→ **Extrait du texte**
..............................
Pfas trinkwasser : enjeux et qualité de l’eau potable en Suisse

Pfas trinkwasser : enjeux et qualité de l’eau potable en Suisse

Quand l’eau potable rencontre les polluants éternels : les PFAS en ligne de mire

Incolores, inodores, mais loin d’être inoffensifs : les PFAS (per- et polyfluoroalkylées) s’invitent de plus en plus dans les analyses d’eau potable à travers le monde. Surnommées « polluants éternels » en raison de leur extrême persistance dans l’environnement, ces substances posent une série de questions de santé publique, d’ingénierie des systèmes de traitement de l’eau, et de politique environnementale. La Suisse, jusqu’ici relativement épargnée, n’échappe plus au débat.
..............................
→ **Relevés répertoriés**
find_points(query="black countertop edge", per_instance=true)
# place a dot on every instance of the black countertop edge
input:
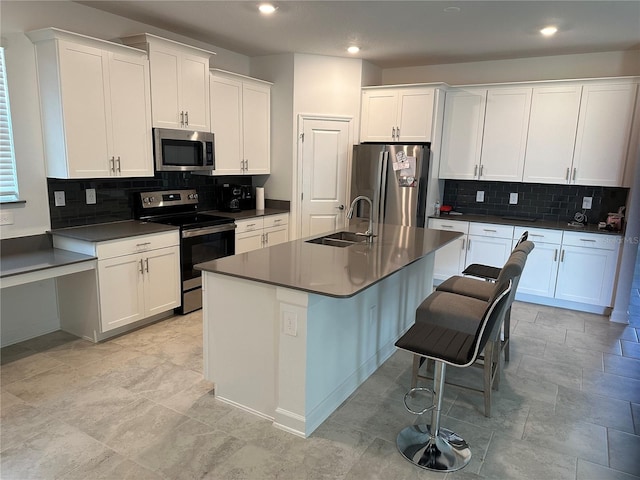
(551, 225)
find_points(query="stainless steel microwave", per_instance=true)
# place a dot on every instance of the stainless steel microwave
(183, 150)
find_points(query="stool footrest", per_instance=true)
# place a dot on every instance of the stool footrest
(410, 393)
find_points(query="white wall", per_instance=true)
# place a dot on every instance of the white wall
(18, 17)
(606, 64)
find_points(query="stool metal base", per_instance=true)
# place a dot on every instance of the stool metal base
(448, 453)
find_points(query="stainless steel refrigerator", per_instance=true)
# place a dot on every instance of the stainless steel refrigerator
(394, 177)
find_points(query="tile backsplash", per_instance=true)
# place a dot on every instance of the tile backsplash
(535, 200)
(115, 197)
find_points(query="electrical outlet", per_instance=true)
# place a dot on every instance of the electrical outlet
(6, 217)
(90, 193)
(290, 324)
(59, 199)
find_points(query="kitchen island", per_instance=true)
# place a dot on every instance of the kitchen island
(292, 330)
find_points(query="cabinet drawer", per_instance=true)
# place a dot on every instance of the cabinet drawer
(450, 225)
(276, 220)
(141, 243)
(592, 240)
(249, 225)
(542, 235)
(491, 230)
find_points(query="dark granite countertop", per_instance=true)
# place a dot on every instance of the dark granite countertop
(333, 271)
(524, 222)
(102, 232)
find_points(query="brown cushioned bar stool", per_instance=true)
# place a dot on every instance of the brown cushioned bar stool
(430, 446)
(486, 271)
(482, 290)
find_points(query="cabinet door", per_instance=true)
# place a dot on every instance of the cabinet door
(226, 124)
(165, 87)
(131, 115)
(276, 235)
(415, 112)
(552, 133)
(378, 120)
(488, 250)
(161, 280)
(194, 92)
(256, 128)
(121, 291)
(505, 134)
(462, 134)
(604, 128)
(87, 120)
(586, 275)
(540, 271)
(246, 242)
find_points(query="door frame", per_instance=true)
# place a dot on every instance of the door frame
(296, 202)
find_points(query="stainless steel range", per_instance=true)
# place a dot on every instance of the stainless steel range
(203, 237)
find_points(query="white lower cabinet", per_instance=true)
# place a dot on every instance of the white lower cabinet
(570, 266)
(261, 232)
(138, 277)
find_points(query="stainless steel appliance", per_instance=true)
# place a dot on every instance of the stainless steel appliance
(203, 237)
(182, 150)
(394, 177)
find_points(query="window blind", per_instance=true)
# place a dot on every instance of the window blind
(8, 177)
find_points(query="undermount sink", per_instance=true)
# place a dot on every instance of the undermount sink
(339, 239)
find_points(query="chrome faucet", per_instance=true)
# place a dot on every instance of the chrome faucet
(369, 233)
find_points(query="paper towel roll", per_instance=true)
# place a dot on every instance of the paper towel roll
(259, 198)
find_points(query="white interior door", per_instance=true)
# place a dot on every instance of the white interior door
(324, 166)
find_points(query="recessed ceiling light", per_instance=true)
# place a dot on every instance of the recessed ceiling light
(266, 8)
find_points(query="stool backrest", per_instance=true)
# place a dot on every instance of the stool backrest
(493, 316)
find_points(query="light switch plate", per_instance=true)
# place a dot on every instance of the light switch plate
(91, 196)
(59, 199)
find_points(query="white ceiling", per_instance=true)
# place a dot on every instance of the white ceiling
(396, 33)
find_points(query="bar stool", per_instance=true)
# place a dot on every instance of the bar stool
(482, 290)
(430, 446)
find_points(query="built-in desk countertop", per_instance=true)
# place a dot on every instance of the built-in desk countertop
(333, 271)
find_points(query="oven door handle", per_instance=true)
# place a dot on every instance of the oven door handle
(198, 232)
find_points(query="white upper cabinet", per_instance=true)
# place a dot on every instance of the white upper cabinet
(604, 129)
(552, 133)
(402, 114)
(462, 134)
(96, 107)
(179, 82)
(505, 134)
(241, 123)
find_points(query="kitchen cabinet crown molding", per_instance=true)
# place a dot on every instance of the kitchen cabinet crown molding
(147, 38)
(53, 33)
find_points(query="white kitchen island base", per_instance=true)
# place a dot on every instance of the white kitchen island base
(292, 356)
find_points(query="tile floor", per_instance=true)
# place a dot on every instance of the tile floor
(136, 407)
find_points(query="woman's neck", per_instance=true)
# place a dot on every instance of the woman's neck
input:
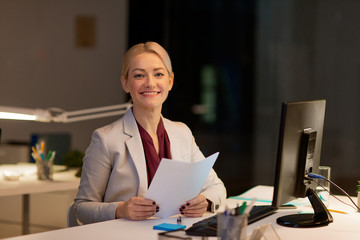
(148, 119)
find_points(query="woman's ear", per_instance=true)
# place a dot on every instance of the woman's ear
(124, 84)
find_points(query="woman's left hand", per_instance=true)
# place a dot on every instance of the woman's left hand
(195, 207)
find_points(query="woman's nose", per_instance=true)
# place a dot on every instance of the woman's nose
(150, 82)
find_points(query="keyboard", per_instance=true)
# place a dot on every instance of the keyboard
(208, 226)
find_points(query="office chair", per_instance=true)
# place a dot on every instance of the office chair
(72, 220)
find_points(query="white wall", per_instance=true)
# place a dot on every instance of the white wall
(40, 65)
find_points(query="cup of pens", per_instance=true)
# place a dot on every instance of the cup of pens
(232, 224)
(44, 162)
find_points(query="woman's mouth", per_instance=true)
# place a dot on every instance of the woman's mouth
(149, 93)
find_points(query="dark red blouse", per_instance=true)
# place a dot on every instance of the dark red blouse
(152, 158)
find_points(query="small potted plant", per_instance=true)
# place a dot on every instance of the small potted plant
(358, 192)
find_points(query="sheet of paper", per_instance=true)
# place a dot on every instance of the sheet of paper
(176, 182)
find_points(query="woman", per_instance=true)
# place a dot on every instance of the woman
(123, 156)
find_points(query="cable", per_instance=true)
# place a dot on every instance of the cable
(313, 176)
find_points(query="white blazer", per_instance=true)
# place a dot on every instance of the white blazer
(114, 168)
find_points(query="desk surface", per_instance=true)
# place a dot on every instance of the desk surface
(345, 226)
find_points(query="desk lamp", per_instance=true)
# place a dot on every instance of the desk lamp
(59, 115)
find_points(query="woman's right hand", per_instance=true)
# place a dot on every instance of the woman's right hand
(136, 208)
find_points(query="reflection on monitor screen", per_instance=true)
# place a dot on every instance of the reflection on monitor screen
(299, 149)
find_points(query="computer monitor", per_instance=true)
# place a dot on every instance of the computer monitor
(299, 149)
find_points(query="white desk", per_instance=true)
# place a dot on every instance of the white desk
(345, 226)
(28, 184)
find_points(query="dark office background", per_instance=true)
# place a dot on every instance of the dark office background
(235, 62)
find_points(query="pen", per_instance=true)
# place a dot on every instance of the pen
(250, 206)
(36, 154)
(337, 211)
(242, 208)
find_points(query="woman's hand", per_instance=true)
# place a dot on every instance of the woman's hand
(195, 207)
(136, 208)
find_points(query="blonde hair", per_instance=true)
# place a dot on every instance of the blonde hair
(150, 47)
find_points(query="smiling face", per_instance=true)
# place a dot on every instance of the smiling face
(148, 81)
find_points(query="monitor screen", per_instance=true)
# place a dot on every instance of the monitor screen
(299, 149)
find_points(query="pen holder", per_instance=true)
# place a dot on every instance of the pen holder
(232, 227)
(44, 170)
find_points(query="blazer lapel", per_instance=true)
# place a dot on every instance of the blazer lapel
(135, 147)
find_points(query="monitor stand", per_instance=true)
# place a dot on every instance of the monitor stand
..............................
→ **Travail demandé**
[1] Reformulez sous forme de liste, plus brièvement, le paragraphe de l'extrait sur les PFAS dans l'eau potable qui commence par « Incolores, inodores », en conservant ses faits principaux.
[2] Renvoyez chaque ligne des relevés qui contient la chaîne « potted ». La casse doit être respectée.

→ **Corrigé de l'exercice**
[1]
- Les PFAS (per- et polyfluoroalkylées) sont incolores et inodores, mais loin d'être inoffensives.
- Elles apparaissent de plus en plus dans les analyses d'eau potable à travers le monde.
- On les surnomme « polluants éternels » en raison de leur extrême persistance dans l'environnement.
- Elles soulèvent des questions de santé publique, d'ingénierie du traitement de l'eau et de politique environnementale.
- La Suisse, jusqu'ici relativement épargnée, est désormais concernée par le débat.

[2]
find_points(query="small potted plant", per_instance=true)
# place a dot on every instance of the small potted plant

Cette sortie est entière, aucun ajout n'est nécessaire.